• [PROVIDED RECORDS]:
· · · ·
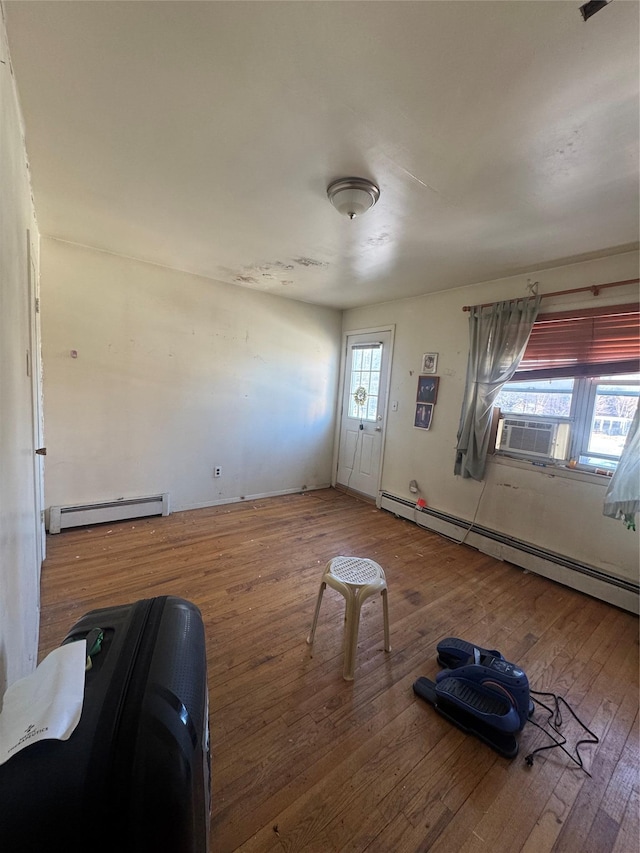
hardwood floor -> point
(304, 761)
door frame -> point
(37, 403)
(346, 334)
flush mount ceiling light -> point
(353, 196)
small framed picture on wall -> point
(427, 389)
(429, 362)
(424, 413)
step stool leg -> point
(315, 615)
(385, 610)
(351, 636)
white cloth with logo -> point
(45, 704)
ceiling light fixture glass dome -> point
(353, 196)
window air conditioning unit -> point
(529, 437)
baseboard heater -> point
(588, 579)
(61, 517)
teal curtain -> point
(498, 336)
(622, 499)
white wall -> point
(562, 514)
(19, 571)
(176, 374)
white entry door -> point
(364, 402)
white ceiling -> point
(202, 136)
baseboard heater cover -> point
(61, 517)
(619, 591)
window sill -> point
(552, 469)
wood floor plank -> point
(304, 761)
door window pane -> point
(365, 382)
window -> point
(576, 389)
(586, 419)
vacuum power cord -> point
(555, 721)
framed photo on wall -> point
(427, 389)
(424, 413)
(429, 362)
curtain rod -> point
(594, 288)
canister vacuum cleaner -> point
(485, 695)
(479, 692)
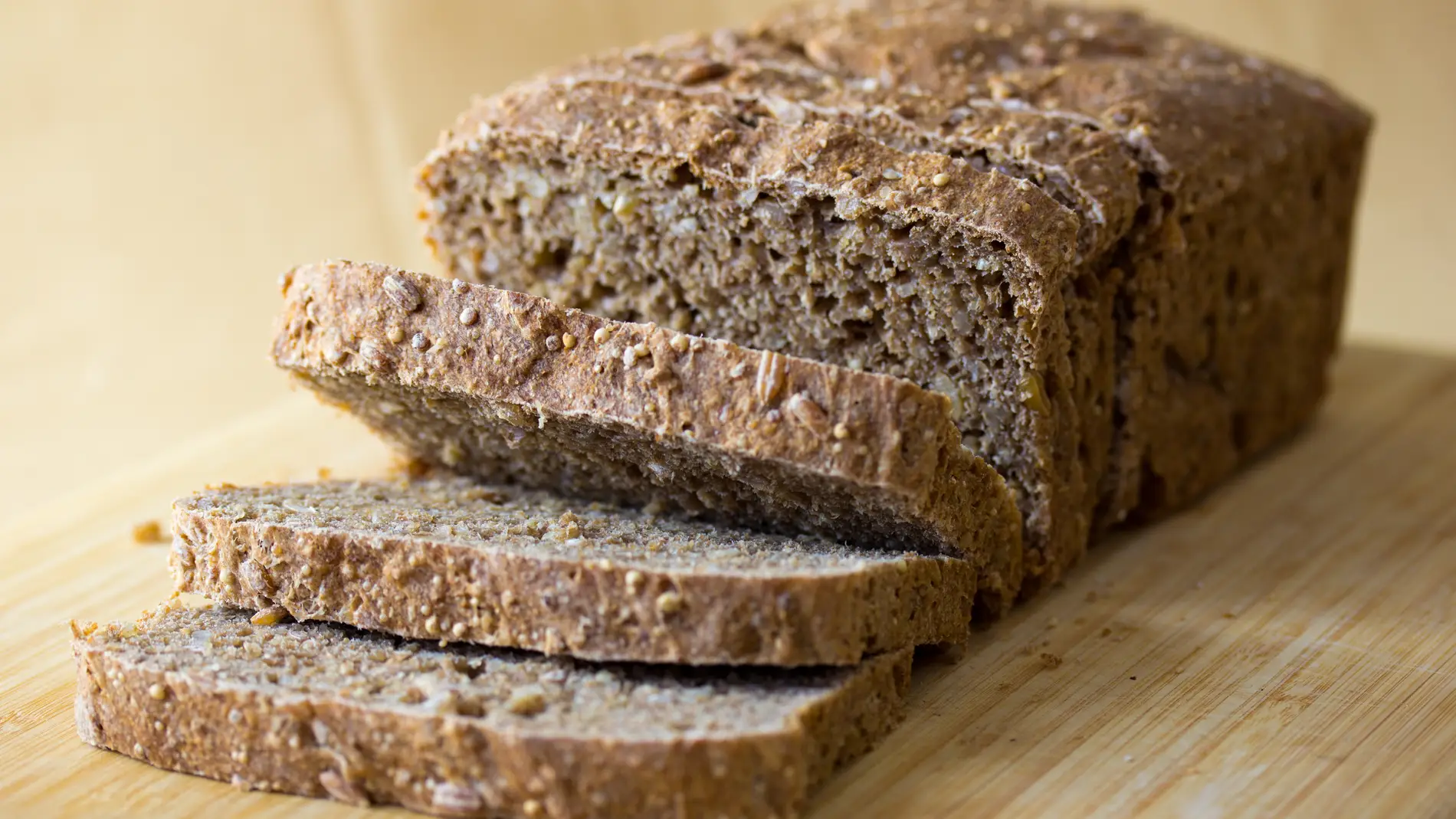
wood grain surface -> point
(1283, 649)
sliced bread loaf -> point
(510, 388)
(328, 712)
(1120, 247)
(495, 565)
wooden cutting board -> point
(1287, 647)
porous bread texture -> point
(514, 388)
(328, 712)
(1121, 249)
(461, 562)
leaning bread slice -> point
(511, 388)
(330, 712)
(506, 566)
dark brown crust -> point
(637, 414)
(320, 747)
(1192, 352)
(428, 588)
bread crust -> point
(320, 744)
(485, 383)
(501, 594)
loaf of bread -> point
· · · ·
• [TASK REQUIREMENTS]:
Starting with the line that contains "ceiling light fixture glass dome -> point" and going on through the last line, write all of those lines out again, increasing every point coordinate by 137. Leave the pictures out.

• [SOLUTION FOR THIS TASK]:
ceiling light fixture glass dome -> point
(490, 333)
window air conditioning unit -> point
(666, 574)
baseboard heater -> point
(725, 716)
(198, 654)
teal curtain -> point
(635, 473)
(759, 636)
white wall -> point
(699, 651)
(156, 708)
(313, 511)
white entry door -> point
(501, 539)
white ceiling -> point
(339, 273)
baseboard heater cover -> point
(198, 654)
(756, 728)
window sill -> point
(689, 606)
wood floor plank -> point
(441, 898)
door window pane -> point
(502, 519)
window -> point
(713, 526)
(723, 556)
vacuum power cord -> point
(692, 858)
framed photo on wall -> point
(564, 526)
(561, 550)
(566, 499)
curtain rod -> point
(731, 425)
canister vacuum cleaner -> point
(622, 832)
(616, 829)
wood grain surface -> point
(1420, 786)
sliced bread loaf -> point
(647, 525)
(465, 849)
(1257, 384)
(632, 702)
wooden cutting board -> point
(1424, 784)
porous bread texture -> point
(651, 525)
(465, 849)
(1258, 386)
(598, 699)
leaning bread slice -> point
(648, 525)
(467, 849)
(643, 703)
dark brown crust -> point
(774, 551)
(457, 884)
(1329, 489)
(565, 725)
bread crust -> point
(457, 881)
(622, 520)
(638, 731)
loaf of bread -> point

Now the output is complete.